## Task to carry out:
Return the exact lines spanning from the line with "task: trace the outline of the <item>woman's" through the last line of the entries, boundaries included, and no others.

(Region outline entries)
* * * * *

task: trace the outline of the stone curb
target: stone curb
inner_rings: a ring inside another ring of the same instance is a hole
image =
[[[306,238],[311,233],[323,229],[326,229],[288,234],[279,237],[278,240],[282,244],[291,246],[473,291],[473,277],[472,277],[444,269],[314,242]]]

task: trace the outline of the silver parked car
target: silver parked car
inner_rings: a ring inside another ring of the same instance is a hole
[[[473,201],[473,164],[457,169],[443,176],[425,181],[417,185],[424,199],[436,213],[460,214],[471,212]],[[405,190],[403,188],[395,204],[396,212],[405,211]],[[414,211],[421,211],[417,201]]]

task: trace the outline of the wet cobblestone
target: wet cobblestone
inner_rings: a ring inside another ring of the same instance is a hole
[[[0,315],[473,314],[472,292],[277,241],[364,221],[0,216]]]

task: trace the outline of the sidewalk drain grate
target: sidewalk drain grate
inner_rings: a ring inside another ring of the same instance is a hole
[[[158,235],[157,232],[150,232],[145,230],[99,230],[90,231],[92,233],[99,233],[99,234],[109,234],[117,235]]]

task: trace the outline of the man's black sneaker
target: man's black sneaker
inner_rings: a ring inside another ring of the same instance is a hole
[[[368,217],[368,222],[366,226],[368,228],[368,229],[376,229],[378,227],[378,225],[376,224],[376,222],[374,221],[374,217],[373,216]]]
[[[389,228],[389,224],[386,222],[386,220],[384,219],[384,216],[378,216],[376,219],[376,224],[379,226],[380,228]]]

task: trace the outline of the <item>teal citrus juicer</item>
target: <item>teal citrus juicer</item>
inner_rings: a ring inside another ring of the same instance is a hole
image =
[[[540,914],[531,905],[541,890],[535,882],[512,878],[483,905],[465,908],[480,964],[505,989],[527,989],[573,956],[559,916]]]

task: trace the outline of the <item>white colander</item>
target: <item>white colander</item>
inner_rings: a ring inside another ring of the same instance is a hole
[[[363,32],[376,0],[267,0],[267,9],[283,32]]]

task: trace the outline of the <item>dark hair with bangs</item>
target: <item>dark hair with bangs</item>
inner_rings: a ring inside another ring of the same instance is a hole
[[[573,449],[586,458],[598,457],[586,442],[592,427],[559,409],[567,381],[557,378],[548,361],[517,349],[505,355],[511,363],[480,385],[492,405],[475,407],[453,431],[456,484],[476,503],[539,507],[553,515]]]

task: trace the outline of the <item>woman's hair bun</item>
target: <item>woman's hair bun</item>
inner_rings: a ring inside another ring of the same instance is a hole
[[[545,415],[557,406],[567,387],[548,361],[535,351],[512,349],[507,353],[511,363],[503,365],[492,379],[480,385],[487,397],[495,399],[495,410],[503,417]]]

* * * * *

## Exercise result:
task: trace the outline of the <item>woman's hair bun</item>
target: <item>woman's hair bun</item>
inner_rings: a ring inside another ring of the same instance is a hole
[[[545,415],[557,406],[567,387],[548,361],[535,351],[512,349],[507,353],[511,363],[503,365],[492,379],[480,385],[487,397],[495,399],[495,410],[503,417]]]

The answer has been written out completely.